— Exercise requirements —
Can you reproduce, word for word, the part of the passage on token cost reduction starting with "# Agent sees ALL" and going on through "99% cost reduction!"?

Token Cost Reduction¶

Context Providers can reduce token costs by 90%+ through smart filtering:

Before (No Filtering):

# Agent sees ALL 1000 artifacts on blackboard
# Cost: 1000 artifacts × 200 tokens each = 200,000 tokens
# At $0.03/1M tokens = $0.006 per agent call

After (Smart Filtering):

# Agent sees ONLY 10 relevant artifacts
# Cost: 10 artifacts × 200 tokens each = 2,000 tokens
# At $0.03/1M tokens = $0.00006 per agent call

# 💰 99% cost reduction!

provider = FilteredContextProvider(
    FilterConfig(tags={"high", "urgent"}, type_names={"Alert"}),
    limit=10
)

Query Performance¶

Optimize provider queries:

# ❌ BAD: Query all, filter later
artifacts, _ = await request.store.query_artifacts()  # Gets everything
filtered = [a for a in artifacts if a.tags.intersection({"urgent"})]

# ✅ GOOD: Filter at query time
artifacts, _ = await request.store.query_artifacts(
    filter=FilterConfig(tags={"urgent"}),  # DB-level filtering
    limit=50  # Limit results
)

Caching Strategies¶

Cache frequently accessed context:

from functools import lru_cache
from datetime import datetime, timedelta

class CachedProvider(ContextProvider):
    """Cache context for 60 seconds."""

    def __init__(self):
        self.cache = {}
        self.cache_ttl = timedelta(seconds=60)

    async def __call__(self, request: ContextRequest) -> list[dict[str, Any]]:
        cache_key = f"{request.agent.name}:{request.correlation_id}"

— Data for review —
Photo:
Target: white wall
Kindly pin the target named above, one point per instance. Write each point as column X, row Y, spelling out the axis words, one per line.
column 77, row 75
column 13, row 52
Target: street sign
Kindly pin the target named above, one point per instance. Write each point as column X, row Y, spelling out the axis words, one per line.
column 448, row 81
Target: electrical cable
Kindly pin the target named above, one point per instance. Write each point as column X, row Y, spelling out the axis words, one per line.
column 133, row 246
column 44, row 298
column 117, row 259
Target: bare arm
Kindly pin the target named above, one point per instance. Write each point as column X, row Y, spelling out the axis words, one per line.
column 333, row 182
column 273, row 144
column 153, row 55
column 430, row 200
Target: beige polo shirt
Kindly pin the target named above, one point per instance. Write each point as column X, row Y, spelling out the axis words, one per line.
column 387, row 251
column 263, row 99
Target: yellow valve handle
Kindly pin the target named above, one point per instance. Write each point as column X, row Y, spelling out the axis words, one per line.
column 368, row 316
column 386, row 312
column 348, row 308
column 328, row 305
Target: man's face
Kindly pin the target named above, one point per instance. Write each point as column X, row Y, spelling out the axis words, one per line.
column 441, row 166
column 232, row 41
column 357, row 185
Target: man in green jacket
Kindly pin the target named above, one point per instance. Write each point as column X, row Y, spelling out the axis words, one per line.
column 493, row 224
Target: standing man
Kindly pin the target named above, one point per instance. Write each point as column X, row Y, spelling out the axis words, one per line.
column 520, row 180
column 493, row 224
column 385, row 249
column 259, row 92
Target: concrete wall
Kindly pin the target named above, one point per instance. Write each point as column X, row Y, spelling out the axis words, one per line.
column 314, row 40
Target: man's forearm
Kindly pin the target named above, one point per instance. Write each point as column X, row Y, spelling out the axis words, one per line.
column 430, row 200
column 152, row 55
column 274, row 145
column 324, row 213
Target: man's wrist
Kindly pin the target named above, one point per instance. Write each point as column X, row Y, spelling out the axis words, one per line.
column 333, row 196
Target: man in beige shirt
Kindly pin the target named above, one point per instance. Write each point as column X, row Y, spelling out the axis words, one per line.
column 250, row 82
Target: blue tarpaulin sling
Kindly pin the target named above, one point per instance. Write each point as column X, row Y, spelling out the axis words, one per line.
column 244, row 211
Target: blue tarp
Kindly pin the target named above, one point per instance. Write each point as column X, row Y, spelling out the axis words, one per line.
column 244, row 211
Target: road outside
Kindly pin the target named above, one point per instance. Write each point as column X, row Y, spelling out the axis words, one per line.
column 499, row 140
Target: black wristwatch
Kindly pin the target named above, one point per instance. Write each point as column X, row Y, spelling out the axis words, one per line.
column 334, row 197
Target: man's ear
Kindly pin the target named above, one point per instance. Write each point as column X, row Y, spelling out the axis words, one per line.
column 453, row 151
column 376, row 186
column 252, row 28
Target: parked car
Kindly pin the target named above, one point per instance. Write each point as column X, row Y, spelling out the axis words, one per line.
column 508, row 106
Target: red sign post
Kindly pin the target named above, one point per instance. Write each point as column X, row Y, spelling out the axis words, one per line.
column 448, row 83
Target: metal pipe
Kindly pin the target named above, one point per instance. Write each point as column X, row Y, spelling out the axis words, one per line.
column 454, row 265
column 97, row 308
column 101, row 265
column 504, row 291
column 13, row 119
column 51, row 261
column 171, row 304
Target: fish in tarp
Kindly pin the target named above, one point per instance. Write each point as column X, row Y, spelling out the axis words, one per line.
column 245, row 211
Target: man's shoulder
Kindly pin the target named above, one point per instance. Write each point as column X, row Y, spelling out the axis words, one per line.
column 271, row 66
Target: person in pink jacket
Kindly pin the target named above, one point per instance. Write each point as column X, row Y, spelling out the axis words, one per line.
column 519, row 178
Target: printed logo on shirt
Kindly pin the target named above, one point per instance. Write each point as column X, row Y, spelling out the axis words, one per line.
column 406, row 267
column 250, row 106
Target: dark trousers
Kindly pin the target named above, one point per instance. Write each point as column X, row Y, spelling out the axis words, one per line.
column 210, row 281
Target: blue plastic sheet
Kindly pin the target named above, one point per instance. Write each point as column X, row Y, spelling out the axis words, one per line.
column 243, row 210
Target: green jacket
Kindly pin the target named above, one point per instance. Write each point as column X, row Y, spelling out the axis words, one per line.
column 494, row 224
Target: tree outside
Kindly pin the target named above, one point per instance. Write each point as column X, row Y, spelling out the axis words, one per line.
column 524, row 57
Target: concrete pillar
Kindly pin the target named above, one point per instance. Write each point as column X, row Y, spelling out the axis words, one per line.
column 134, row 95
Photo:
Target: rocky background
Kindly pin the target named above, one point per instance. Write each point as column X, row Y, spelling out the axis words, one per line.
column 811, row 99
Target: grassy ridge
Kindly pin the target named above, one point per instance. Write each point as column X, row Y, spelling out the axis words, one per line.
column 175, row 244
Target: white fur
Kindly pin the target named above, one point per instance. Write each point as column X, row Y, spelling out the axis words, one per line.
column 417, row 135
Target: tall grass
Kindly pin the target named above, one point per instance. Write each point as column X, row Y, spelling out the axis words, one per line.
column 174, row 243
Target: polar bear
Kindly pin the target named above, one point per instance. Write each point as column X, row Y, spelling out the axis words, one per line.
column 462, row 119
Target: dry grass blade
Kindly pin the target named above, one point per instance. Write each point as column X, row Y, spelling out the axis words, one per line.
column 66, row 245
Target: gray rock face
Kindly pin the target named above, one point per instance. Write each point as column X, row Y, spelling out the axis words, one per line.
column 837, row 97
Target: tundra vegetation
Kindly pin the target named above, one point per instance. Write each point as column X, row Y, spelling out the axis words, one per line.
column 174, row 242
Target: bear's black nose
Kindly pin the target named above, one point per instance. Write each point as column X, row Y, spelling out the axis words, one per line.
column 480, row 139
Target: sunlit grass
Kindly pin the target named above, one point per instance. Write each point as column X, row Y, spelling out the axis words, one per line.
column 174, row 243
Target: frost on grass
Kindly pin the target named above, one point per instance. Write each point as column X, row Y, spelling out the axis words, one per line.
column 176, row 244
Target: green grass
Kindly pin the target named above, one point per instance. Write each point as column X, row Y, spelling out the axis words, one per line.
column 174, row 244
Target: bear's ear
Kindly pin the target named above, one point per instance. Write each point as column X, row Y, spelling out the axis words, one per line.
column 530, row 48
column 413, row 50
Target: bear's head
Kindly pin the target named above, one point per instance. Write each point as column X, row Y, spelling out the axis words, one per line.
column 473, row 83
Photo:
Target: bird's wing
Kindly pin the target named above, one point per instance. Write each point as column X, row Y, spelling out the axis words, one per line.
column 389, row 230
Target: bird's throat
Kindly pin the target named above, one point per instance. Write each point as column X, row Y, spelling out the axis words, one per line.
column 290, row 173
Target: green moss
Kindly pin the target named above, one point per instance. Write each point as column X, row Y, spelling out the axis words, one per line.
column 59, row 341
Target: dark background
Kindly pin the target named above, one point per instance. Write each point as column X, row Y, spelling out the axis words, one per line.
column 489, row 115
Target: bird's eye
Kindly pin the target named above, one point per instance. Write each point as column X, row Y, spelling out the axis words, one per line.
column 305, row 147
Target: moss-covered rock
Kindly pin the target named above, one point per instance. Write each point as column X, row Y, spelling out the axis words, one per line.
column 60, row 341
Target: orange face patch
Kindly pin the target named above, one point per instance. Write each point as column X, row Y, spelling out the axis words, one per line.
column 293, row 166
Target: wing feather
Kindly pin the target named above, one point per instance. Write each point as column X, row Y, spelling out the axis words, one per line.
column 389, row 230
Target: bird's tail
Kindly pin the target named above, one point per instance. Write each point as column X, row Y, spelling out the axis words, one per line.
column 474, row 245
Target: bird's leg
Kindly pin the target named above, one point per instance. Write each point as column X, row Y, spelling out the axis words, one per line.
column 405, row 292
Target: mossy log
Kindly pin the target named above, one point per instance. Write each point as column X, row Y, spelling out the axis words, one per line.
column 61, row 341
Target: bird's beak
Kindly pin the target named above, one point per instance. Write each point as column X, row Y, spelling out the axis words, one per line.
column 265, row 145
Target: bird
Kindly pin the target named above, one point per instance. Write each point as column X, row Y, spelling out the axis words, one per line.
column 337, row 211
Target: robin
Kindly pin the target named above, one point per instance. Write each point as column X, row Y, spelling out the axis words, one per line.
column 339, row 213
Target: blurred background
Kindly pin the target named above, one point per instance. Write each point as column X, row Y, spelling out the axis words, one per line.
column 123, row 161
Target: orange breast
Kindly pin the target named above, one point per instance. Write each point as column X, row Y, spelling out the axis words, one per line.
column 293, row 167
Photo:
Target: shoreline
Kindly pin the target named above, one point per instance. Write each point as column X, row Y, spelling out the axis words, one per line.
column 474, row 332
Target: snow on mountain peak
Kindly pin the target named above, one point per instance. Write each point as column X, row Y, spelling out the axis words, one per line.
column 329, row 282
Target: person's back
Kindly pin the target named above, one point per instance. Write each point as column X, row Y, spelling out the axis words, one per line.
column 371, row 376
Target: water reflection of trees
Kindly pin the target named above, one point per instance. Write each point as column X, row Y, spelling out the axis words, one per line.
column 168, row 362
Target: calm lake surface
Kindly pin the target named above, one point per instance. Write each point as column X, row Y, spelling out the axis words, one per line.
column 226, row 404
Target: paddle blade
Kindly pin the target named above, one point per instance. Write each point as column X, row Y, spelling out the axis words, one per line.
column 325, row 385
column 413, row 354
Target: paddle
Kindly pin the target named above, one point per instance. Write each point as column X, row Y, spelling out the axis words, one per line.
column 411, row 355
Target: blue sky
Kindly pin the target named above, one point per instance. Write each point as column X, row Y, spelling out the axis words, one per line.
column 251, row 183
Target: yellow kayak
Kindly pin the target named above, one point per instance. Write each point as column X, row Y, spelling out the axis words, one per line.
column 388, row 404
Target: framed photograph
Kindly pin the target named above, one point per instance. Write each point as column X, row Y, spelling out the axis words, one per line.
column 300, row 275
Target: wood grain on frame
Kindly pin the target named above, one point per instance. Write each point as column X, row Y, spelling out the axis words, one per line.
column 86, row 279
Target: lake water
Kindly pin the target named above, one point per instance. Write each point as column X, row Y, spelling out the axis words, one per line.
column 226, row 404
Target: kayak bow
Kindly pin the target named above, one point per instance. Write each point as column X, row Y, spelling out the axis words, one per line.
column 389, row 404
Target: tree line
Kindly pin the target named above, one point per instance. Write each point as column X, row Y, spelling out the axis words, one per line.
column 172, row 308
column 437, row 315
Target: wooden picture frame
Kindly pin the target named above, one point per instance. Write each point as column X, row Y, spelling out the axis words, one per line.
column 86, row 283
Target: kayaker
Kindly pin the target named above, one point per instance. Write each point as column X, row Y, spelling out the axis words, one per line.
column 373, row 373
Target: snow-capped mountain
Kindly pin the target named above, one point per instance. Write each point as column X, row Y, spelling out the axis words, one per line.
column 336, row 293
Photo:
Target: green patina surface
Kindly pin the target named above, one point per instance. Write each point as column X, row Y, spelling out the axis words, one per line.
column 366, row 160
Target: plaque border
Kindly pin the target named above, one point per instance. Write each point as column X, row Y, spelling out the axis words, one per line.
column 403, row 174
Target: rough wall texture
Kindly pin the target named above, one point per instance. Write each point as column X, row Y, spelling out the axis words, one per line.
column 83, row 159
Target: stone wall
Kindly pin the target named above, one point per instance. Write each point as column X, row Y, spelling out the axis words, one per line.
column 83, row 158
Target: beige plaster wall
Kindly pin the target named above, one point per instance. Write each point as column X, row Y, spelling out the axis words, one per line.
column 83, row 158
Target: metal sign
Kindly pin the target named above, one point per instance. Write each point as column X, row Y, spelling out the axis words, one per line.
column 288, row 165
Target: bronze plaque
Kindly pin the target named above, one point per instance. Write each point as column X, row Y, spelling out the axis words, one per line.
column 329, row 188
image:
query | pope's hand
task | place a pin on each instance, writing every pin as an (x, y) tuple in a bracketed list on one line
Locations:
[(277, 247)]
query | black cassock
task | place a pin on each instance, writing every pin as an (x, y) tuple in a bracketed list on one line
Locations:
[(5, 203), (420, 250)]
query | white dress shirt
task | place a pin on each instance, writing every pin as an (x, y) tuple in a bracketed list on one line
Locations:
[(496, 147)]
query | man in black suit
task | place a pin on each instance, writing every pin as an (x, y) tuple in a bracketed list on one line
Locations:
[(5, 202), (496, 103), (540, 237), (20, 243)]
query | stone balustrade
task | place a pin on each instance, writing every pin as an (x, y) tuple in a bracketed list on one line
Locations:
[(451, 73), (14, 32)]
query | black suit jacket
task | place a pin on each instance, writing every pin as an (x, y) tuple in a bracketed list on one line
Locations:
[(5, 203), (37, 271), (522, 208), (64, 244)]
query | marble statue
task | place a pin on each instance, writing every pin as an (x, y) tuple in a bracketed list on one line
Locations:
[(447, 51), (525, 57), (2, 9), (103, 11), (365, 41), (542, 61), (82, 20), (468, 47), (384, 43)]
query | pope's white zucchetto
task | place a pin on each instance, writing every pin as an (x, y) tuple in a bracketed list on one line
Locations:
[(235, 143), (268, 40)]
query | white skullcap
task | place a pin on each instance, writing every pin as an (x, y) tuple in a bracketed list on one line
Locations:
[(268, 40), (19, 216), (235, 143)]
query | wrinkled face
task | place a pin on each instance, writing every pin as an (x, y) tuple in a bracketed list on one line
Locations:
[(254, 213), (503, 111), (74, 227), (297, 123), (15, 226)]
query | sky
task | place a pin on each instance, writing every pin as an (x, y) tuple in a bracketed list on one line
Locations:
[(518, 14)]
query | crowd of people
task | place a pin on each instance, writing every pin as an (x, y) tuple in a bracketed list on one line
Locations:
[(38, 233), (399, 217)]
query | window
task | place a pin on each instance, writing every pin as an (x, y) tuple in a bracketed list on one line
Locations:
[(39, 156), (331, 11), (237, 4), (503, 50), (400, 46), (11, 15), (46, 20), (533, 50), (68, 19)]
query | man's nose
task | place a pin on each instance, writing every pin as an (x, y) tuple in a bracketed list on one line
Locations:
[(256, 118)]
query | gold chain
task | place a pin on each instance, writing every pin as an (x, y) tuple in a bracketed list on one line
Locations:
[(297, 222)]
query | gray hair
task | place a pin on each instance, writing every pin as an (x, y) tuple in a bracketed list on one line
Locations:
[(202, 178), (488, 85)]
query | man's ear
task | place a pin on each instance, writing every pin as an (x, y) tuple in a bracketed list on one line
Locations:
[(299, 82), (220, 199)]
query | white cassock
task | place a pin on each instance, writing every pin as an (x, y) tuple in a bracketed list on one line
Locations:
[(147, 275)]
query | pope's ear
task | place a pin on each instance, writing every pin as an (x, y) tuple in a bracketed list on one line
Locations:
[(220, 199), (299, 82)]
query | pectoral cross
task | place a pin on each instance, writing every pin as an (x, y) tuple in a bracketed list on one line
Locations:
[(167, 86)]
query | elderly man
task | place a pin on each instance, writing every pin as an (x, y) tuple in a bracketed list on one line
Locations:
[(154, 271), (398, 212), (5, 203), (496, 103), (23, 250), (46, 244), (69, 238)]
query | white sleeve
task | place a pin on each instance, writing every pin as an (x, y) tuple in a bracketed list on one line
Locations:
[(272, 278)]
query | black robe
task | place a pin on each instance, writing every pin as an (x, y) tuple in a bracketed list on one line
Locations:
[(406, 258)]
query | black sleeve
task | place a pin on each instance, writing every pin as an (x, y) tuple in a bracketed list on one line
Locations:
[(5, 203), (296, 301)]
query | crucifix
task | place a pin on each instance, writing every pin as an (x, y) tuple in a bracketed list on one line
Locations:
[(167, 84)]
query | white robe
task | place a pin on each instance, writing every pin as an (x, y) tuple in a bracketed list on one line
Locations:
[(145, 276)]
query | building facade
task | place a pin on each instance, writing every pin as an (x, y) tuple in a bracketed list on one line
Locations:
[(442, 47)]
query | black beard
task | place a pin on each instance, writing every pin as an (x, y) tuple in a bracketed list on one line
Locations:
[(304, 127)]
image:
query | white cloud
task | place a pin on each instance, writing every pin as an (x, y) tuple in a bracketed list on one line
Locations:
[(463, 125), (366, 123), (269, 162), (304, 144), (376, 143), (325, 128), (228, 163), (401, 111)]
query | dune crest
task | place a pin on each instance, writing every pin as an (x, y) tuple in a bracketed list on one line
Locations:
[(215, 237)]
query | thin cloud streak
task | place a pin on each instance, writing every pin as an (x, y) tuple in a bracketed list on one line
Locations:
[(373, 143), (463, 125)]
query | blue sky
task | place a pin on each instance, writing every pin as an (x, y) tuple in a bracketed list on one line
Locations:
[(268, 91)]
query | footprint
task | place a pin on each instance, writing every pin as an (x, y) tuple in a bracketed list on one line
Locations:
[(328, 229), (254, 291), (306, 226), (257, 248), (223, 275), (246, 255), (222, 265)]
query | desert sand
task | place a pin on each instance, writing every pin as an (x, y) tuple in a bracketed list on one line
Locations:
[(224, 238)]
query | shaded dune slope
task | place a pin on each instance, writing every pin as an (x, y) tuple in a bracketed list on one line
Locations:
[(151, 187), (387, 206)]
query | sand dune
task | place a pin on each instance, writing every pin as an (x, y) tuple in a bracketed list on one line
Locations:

— Answer section —
# Agent sees ALL 1000 artifacts on blackboard
# Cost: 1000 artifacts × 200 tokens each = 200,000 tokens
# At $0.03/1M tokens = $0.006 per agent call

After (Smart Filtering):

# Agent sees ONLY 10 relevant artifacts
# Cost: 10 artifacts × 200 tokens each = 2,000 tokens
# At $0.03/1M tokens = $0.00006 per agent call

# 💰 99% cost reduction!